* **Data records**
***
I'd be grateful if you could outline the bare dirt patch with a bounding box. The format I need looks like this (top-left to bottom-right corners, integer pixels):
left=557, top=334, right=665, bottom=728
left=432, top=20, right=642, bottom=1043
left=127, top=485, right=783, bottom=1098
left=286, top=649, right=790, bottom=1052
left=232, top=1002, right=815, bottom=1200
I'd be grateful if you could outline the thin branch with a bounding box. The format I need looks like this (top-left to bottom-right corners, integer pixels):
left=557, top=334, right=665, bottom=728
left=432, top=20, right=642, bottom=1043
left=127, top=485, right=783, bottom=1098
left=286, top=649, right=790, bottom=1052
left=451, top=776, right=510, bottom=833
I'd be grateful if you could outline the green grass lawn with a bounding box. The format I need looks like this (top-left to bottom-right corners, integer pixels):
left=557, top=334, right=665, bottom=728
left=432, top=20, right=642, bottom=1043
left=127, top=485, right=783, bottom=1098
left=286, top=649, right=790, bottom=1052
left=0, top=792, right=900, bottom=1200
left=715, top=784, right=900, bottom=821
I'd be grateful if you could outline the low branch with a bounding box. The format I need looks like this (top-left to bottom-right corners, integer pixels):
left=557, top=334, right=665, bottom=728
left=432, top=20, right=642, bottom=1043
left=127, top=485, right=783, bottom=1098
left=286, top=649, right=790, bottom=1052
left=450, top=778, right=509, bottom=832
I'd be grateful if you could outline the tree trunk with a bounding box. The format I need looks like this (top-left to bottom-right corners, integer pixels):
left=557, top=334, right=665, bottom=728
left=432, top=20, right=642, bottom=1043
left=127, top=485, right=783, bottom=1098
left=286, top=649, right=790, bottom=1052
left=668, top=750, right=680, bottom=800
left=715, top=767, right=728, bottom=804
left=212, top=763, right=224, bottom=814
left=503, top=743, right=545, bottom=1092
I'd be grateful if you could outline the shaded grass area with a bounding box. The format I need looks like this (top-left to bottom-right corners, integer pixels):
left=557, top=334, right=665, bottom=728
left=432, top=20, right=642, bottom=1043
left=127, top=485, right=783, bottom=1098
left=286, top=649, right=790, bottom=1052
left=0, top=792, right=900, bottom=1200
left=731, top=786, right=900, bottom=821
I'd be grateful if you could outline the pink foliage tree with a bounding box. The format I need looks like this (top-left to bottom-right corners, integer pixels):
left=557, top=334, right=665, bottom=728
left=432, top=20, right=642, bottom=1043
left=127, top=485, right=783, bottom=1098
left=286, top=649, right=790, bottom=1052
***
* **Short problem**
Write out the items again, starting with the line containing "I'd be grateful if you could outline the thin" and going on through the line containing "left=451, top=776, right=510, bottom=833", requests included, and shift every bounding-box coordinate in the answers by -63.

* **Output of the task**
I'd be grateful if you could outline the thin branch with a bounding box. The format I need looks like this (top-left to bottom-right corners, integer pixels):
left=557, top=334, right=665, bottom=728
left=432, top=20, right=642, bottom=1043
left=127, top=485, right=783, bottom=1098
left=286, top=649, right=790, bottom=1052
left=388, top=713, right=447, bottom=770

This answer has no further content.